__Exercise goal__
Wherever "reed" appears in a line of the listing, report that line.

>>>>

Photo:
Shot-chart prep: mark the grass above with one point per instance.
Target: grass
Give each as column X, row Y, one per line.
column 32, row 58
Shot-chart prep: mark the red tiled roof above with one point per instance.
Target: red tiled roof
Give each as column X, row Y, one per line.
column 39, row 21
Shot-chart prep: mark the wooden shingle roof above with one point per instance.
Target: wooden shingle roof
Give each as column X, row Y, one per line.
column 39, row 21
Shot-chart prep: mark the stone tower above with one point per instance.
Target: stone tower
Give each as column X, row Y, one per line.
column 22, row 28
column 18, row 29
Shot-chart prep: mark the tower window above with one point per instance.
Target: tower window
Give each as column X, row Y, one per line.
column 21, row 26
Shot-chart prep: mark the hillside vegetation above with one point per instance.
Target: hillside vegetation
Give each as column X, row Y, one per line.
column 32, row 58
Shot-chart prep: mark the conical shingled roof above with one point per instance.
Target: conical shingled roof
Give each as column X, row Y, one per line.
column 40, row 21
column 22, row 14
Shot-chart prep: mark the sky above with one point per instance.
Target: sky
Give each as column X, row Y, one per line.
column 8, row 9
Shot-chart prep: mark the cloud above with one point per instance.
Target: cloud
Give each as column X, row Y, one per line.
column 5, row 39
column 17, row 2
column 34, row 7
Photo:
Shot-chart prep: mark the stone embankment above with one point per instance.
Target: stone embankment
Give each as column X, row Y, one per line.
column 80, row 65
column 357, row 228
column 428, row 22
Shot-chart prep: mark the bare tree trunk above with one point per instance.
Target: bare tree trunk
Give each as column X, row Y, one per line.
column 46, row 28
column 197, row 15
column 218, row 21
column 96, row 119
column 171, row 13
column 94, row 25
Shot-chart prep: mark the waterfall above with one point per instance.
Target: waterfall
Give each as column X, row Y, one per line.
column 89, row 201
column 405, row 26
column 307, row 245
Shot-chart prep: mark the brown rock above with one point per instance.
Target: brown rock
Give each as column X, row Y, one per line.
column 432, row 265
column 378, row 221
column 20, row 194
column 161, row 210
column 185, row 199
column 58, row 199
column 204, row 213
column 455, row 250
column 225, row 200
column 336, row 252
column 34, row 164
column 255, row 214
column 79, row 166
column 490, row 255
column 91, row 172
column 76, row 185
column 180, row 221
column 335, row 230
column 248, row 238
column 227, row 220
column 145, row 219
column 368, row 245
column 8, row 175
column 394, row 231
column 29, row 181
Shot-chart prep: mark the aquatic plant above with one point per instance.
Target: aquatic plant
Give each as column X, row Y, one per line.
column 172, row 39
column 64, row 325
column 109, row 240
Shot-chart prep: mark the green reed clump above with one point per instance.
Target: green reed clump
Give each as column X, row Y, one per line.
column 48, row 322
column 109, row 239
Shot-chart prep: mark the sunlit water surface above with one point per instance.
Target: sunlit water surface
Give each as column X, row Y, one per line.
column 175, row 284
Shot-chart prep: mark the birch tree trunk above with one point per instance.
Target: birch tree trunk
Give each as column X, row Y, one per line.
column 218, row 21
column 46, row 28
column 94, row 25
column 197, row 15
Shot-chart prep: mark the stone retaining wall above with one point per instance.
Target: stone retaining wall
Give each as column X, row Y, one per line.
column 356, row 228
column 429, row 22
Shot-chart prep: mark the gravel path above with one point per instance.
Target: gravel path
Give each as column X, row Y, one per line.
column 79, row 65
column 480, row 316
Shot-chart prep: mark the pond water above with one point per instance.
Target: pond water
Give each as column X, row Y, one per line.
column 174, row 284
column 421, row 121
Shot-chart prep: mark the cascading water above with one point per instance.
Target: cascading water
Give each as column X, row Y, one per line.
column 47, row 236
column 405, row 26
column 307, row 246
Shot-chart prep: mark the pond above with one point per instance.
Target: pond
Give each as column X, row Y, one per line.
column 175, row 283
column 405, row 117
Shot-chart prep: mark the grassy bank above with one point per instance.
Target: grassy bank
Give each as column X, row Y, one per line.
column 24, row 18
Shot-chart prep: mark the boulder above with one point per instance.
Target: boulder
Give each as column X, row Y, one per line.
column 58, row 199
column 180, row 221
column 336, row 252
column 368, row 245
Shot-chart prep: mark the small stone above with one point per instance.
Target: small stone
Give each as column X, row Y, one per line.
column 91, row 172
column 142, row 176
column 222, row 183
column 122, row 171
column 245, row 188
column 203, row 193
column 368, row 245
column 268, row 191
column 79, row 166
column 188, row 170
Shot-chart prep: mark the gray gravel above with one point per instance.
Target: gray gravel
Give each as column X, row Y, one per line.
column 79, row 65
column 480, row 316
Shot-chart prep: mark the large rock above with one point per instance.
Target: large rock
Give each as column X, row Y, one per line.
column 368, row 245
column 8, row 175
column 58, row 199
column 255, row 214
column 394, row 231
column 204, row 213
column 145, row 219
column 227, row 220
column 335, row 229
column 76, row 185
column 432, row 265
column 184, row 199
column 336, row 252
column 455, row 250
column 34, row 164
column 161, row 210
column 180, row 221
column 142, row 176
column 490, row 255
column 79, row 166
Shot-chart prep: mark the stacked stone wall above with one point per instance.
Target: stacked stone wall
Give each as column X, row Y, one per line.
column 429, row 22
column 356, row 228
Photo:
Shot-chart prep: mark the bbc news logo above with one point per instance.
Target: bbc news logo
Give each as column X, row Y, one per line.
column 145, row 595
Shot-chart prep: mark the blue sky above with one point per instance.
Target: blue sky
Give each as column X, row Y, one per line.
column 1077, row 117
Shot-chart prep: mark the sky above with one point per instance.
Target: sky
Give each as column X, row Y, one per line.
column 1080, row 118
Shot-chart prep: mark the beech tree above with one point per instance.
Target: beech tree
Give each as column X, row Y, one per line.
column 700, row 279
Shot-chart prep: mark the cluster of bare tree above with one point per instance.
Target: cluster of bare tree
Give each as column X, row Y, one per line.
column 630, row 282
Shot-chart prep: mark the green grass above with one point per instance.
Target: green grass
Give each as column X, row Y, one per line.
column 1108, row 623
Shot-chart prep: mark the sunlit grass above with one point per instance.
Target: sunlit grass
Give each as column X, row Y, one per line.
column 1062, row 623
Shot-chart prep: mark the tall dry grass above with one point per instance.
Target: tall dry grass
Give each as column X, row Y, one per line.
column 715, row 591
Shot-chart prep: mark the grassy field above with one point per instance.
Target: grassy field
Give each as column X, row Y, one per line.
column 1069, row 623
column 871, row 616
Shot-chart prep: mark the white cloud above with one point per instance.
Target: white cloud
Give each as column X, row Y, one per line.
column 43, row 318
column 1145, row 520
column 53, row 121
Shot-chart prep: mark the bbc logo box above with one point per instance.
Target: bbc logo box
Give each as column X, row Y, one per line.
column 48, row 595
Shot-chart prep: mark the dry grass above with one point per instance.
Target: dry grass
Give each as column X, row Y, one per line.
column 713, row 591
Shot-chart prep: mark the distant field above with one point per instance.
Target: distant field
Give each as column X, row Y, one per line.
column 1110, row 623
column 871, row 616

<<<<

__Response to the task__
Shot-chart prep: mark the green reed clump above with one point per instance.
Target: green reed clump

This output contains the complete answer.